*ACTION ITEM*:
Answer these questions using the opinion piece below on the Iraq war and the draft:
1. After September 11, where does the piece say most Americans would have gone to seek revenge against the Taliban and Osama bin Laden?
2. What does the piece say you are likely to get if you ask 10 people why we are fighting this war?
3. According to Servicemembers Legal Defense Network, what share of discharges under "Don't Ask, Don't Tell" are "statement cases"?

*DOCUMENT SECTION*:
________________

Americans are a famously brave people who will fight vigorously to defend their country. Following September 11, most Americans would have enthusiastically gone to Afghanistan to seek revenge against the Taliban and Osama bin Laden.

But Iraq is different. If you ask 10 people why we are fighting this war, you are likely to get ten different answers. That's not clarity, but a chaotic calamity. As President Bush's ever-shifting rationale for war evaporates, so does the rationale for parents to send their children to possibly die in the sandy killing fields.

I believe that a significant number of men and women would break the draft monopoly by using Don't Ask/Don't Tell as a "get out of war free" card. According to Servicemembers Legal Defense Network (SLDN), more than 80 percent of discharges under "Don't Ask, Don't Tell" are "statement cases" - gay and lesbian service members who come out to their commanders.

The SLDN statistic makes it clear: Just say it's so, and you don't have to go. Claim you're gay and they won't ship you away.

________________

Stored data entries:
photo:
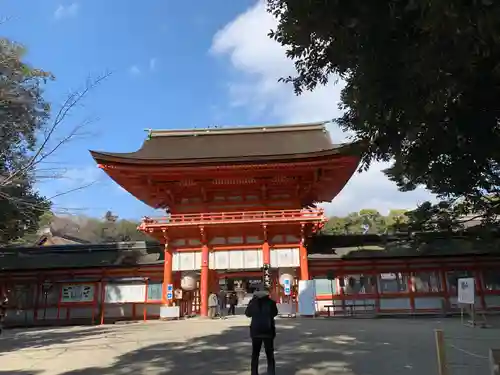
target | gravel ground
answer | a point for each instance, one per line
(200, 347)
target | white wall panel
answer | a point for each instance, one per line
(285, 258)
(186, 261)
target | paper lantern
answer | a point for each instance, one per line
(286, 276)
(188, 283)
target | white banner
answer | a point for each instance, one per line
(466, 291)
(77, 293)
(307, 297)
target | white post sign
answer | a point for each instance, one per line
(307, 297)
(466, 291)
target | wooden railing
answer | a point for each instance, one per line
(211, 218)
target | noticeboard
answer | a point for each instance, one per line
(466, 291)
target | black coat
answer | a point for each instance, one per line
(254, 311)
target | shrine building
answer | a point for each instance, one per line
(235, 199)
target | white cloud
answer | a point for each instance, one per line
(135, 70)
(66, 11)
(153, 63)
(260, 62)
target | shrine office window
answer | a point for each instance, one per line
(491, 279)
(393, 283)
(154, 290)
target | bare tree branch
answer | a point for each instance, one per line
(43, 151)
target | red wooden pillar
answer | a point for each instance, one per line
(167, 273)
(145, 306)
(103, 298)
(204, 281)
(266, 250)
(479, 282)
(304, 266)
(444, 287)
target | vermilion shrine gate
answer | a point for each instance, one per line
(237, 198)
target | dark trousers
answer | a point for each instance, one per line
(269, 349)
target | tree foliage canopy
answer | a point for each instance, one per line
(422, 85)
(368, 221)
(23, 113)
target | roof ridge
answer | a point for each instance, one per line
(238, 130)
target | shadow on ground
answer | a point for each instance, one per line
(39, 338)
(302, 348)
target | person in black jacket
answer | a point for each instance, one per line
(262, 310)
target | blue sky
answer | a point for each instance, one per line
(174, 64)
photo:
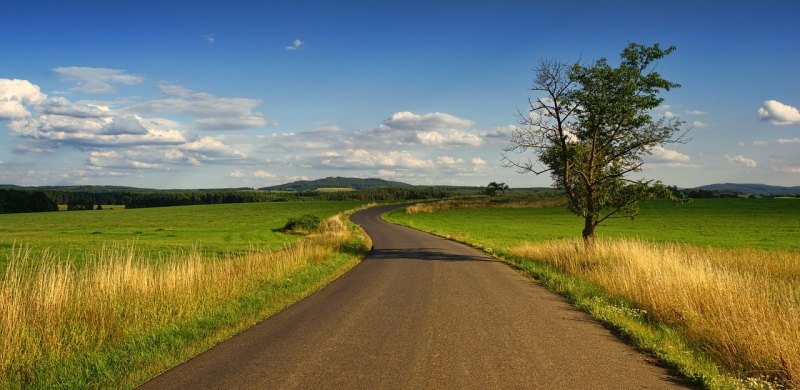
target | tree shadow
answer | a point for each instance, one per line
(423, 254)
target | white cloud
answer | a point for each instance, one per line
(96, 80)
(362, 158)
(215, 113)
(741, 160)
(211, 146)
(447, 160)
(262, 174)
(661, 154)
(15, 95)
(786, 168)
(778, 113)
(433, 121)
(478, 161)
(295, 45)
(667, 158)
(448, 138)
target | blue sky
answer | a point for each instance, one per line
(229, 94)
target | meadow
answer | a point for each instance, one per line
(731, 223)
(116, 313)
(213, 230)
(710, 287)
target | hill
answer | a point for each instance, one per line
(337, 182)
(750, 189)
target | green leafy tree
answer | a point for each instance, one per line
(590, 129)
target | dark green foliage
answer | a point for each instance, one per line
(591, 129)
(21, 201)
(306, 222)
(494, 188)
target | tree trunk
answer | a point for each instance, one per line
(590, 223)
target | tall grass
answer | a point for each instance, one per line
(742, 306)
(52, 311)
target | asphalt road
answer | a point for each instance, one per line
(422, 312)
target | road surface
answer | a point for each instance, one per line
(422, 312)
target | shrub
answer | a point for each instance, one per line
(306, 222)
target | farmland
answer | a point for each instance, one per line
(101, 299)
(709, 287)
(212, 229)
(732, 223)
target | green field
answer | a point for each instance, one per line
(213, 229)
(753, 223)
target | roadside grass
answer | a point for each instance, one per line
(121, 318)
(213, 230)
(726, 316)
(732, 223)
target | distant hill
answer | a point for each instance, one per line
(336, 182)
(750, 189)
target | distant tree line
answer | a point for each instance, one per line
(383, 194)
(20, 201)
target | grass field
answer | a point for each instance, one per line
(212, 229)
(710, 287)
(733, 223)
(123, 315)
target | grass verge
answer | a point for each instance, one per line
(725, 318)
(124, 319)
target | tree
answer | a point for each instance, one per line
(493, 188)
(591, 128)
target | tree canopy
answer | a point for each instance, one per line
(590, 128)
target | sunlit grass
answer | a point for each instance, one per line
(741, 306)
(55, 314)
(710, 287)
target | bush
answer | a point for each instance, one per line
(306, 222)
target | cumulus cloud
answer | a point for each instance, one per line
(294, 45)
(779, 114)
(15, 95)
(447, 160)
(433, 121)
(667, 158)
(214, 113)
(448, 138)
(740, 160)
(362, 158)
(262, 174)
(786, 168)
(96, 80)
(117, 161)
(662, 154)
(211, 147)
(436, 129)
(478, 161)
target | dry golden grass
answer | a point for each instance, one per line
(484, 202)
(54, 311)
(741, 305)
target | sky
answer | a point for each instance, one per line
(248, 94)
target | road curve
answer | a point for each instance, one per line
(422, 312)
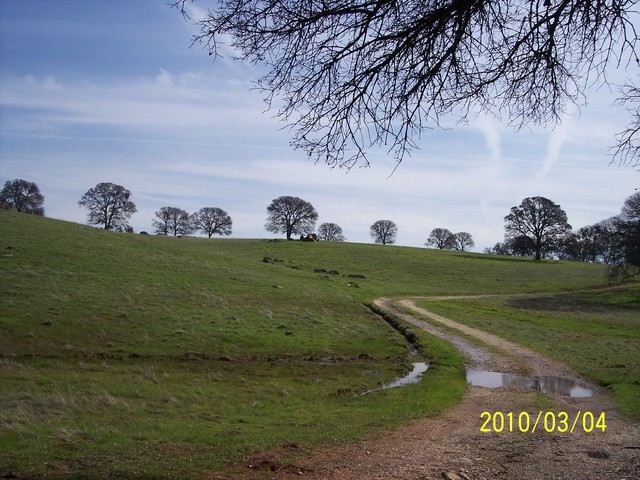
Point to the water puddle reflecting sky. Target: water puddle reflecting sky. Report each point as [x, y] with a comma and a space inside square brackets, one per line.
[413, 377]
[544, 384]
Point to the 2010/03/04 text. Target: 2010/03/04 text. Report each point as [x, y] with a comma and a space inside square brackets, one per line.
[550, 422]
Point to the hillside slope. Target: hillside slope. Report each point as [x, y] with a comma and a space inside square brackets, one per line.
[170, 357]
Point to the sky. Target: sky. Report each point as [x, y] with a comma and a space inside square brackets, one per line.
[114, 91]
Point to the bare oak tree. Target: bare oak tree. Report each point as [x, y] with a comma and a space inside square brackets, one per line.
[384, 232]
[441, 238]
[463, 241]
[109, 205]
[330, 232]
[540, 221]
[212, 220]
[22, 195]
[349, 75]
[172, 221]
[290, 215]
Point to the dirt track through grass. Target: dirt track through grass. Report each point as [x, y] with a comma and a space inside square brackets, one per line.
[454, 445]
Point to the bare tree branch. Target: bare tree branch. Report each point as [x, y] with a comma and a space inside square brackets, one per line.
[348, 76]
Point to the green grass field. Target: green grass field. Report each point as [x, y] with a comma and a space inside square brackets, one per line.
[144, 356]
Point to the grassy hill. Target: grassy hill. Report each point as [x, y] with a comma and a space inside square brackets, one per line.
[143, 355]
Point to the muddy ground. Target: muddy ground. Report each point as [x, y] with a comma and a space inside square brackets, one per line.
[453, 446]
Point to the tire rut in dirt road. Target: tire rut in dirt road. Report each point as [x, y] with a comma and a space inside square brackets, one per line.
[453, 445]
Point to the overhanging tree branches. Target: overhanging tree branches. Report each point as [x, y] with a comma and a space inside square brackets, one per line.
[352, 75]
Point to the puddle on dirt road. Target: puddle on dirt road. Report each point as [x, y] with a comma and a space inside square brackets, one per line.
[412, 377]
[544, 384]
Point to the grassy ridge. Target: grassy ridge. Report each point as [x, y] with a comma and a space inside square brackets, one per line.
[170, 357]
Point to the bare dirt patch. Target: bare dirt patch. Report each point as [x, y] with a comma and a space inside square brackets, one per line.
[452, 446]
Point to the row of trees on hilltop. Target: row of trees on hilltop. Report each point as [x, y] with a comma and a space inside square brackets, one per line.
[445, 239]
[208, 220]
[539, 228]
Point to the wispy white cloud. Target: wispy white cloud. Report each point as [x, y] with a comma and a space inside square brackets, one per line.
[193, 137]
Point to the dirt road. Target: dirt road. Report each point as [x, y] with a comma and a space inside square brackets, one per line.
[453, 445]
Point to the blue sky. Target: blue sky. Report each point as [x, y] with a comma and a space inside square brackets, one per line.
[111, 91]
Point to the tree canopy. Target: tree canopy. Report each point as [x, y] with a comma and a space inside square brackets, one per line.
[384, 232]
[290, 215]
[212, 220]
[22, 195]
[172, 221]
[350, 75]
[330, 232]
[539, 222]
[109, 205]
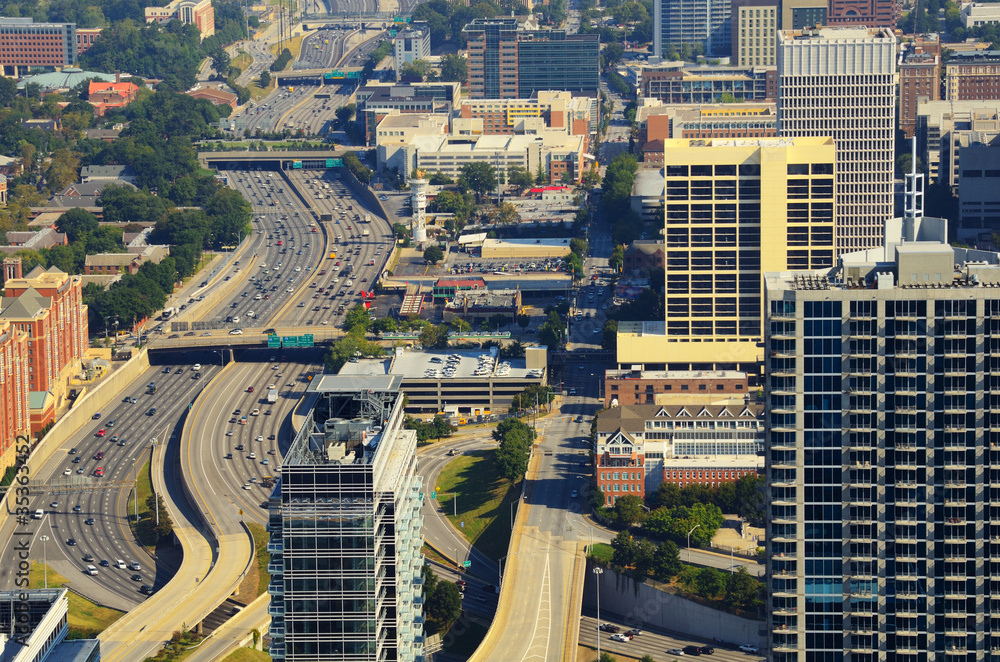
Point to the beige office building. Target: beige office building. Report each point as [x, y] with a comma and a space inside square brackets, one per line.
[841, 82]
[734, 209]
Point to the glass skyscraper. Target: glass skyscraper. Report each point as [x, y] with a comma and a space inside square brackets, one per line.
[883, 442]
[345, 530]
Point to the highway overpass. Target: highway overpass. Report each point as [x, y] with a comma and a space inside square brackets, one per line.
[277, 160]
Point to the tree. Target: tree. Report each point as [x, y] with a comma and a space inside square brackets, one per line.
[666, 561]
[76, 223]
[443, 607]
[530, 396]
[455, 68]
[479, 177]
[710, 582]
[433, 254]
[742, 590]
[628, 510]
[624, 550]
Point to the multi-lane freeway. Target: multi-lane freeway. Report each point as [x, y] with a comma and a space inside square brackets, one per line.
[95, 518]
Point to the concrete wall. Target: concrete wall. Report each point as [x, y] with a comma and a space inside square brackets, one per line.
[71, 422]
[645, 606]
[366, 194]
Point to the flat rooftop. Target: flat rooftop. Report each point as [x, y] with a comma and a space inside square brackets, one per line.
[440, 364]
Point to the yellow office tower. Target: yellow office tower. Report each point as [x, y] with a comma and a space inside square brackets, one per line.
[734, 210]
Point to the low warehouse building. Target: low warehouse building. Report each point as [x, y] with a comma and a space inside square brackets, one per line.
[463, 383]
[525, 249]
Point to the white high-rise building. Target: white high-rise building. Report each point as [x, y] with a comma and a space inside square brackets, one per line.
[841, 82]
[346, 530]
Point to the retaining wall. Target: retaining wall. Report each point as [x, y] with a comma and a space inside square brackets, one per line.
[642, 605]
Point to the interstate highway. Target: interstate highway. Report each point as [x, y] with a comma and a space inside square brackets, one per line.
[110, 536]
[298, 308]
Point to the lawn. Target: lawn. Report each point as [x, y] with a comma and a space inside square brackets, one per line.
[260, 538]
[294, 45]
[86, 620]
[144, 526]
[484, 500]
[242, 60]
[247, 655]
[602, 552]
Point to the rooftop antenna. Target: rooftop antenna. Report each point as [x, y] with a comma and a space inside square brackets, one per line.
[914, 204]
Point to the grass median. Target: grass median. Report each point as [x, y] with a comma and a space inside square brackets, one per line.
[483, 510]
[86, 619]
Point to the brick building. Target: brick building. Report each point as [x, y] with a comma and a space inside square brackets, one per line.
[662, 387]
[198, 13]
[26, 45]
[14, 390]
[48, 307]
[639, 447]
[643, 255]
[973, 76]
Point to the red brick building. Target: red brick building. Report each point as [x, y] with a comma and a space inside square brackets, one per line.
[48, 306]
[643, 255]
[868, 13]
[640, 447]
[973, 76]
[14, 390]
[26, 45]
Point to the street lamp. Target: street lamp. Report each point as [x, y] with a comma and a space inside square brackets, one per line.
[689, 540]
[598, 571]
[45, 559]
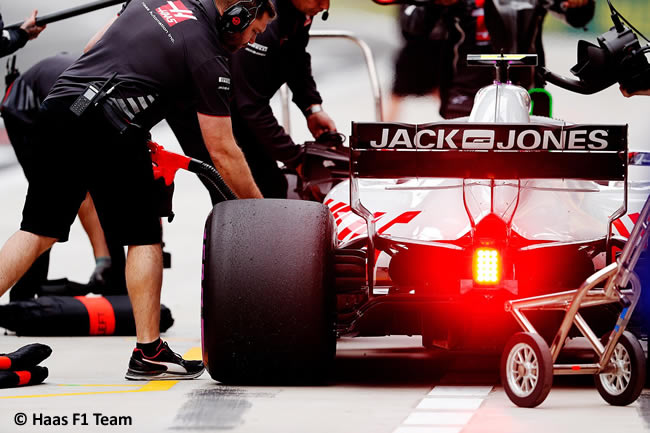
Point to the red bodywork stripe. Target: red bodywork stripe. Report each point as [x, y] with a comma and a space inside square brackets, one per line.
[622, 230]
[404, 218]
[100, 314]
[23, 377]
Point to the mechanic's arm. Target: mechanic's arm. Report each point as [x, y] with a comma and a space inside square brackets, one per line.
[305, 95]
[227, 156]
[12, 40]
[577, 13]
[259, 118]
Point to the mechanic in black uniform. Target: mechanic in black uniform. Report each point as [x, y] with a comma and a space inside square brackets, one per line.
[278, 56]
[468, 31]
[19, 111]
[156, 54]
[14, 39]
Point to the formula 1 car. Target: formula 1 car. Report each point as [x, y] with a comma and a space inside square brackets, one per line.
[437, 226]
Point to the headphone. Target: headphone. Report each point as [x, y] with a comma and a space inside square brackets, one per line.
[238, 17]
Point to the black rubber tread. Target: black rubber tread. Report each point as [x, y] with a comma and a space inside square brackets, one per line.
[638, 373]
[545, 365]
[268, 302]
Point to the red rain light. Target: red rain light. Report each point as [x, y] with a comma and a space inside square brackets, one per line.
[486, 266]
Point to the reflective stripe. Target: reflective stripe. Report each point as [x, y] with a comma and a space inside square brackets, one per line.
[133, 105]
[143, 102]
[124, 108]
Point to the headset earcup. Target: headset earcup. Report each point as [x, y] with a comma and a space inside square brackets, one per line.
[235, 19]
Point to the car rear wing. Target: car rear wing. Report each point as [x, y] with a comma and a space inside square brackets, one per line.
[483, 151]
[488, 151]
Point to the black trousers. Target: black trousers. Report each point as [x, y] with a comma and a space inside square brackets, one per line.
[266, 173]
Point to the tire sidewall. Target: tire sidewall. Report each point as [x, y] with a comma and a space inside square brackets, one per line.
[637, 377]
[545, 368]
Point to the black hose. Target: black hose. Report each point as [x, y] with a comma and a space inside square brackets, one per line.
[211, 174]
[68, 13]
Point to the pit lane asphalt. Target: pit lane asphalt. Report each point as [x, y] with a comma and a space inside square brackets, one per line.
[379, 385]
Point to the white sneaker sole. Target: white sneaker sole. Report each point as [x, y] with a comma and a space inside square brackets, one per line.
[162, 376]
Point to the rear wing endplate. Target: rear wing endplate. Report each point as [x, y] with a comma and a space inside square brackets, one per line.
[483, 151]
[489, 151]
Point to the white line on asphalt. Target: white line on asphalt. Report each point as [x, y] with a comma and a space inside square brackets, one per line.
[411, 429]
[461, 391]
[446, 409]
[438, 418]
[437, 403]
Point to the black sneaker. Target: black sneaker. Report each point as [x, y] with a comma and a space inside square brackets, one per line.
[164, 365]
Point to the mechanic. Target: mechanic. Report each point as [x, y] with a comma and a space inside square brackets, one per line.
[102, 108]
[19, 110]
[278, 56]
[14, 39]
[468, 32]
[417, 65]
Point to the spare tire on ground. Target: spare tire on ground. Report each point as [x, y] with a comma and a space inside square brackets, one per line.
[74, 316]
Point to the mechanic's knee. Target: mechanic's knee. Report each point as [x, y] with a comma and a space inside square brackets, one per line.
[40, 242]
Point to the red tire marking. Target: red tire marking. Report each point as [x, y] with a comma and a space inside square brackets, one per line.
[23, 377]
[100, 314]
[5, 363]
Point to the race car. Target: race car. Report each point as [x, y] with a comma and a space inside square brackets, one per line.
[435, 228]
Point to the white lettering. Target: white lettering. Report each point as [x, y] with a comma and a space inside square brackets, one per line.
[549, 138]
[575, 140]
[537, 139]
[418, 139]
[181, 13]
[401, 138]
[384, 140]
[478, 139]
[594, 137]
[447, 139]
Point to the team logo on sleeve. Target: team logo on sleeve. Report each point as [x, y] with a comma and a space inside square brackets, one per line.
[175, 12]
[224, 83]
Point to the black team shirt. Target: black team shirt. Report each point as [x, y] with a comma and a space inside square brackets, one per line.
[278, 56]
[164, 53]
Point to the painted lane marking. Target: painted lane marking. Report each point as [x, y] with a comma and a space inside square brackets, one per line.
[444, 391]
[411, 429]
[194, 354]
[439, 418]
[154, 385]
[92, 385]
[445, 409]
[450, 403]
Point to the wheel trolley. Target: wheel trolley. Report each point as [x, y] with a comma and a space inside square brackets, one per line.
[528, 364]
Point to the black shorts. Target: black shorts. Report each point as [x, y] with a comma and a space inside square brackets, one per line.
[76, 155]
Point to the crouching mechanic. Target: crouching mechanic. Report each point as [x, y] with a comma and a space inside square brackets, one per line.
[176, 56]
[19, 110]
[277, 57]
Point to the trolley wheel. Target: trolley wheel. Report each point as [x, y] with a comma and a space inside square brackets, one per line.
[624, 385]
[527, 369]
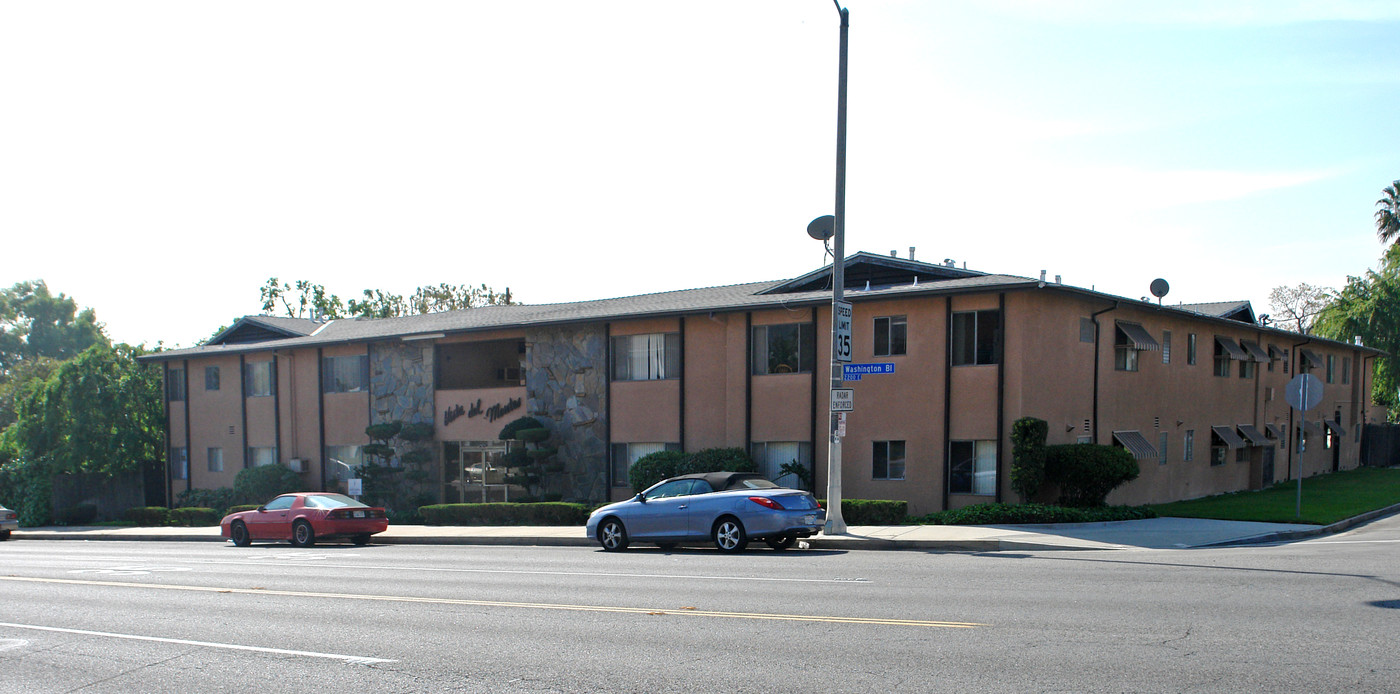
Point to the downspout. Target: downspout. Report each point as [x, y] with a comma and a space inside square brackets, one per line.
[1096, 368]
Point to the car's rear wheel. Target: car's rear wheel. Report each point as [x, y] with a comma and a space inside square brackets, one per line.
[728, 535]
[238, 532]
[612, 535]
[303, 535]
[783, 542]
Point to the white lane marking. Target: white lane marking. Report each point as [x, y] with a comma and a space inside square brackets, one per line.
[602, 574]
[354, 659]
[128, 571]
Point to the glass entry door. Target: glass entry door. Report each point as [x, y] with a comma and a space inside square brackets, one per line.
[472, 472]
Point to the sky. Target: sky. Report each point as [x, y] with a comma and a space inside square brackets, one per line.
[160, 161]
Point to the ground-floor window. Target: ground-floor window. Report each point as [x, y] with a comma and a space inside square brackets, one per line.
[888, 461]
[626, 454]
[259, 456]
[972, 468]
[773, 455]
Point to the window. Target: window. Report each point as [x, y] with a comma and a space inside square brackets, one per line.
[349, 374]
[973, 468]
[976, 337]
[784, 349]
[1124, 351]
[646, 357]
[258, 378]
[342, 461]
[259, 456]
[773, 455]
[179, 463]
[625, 455]
[891, 336]
[175, 385]
[888, 461]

________________

*RESULT OF THIS TASK*:
1. Afghanistan
2. Ten different answers
3. More than 80 percent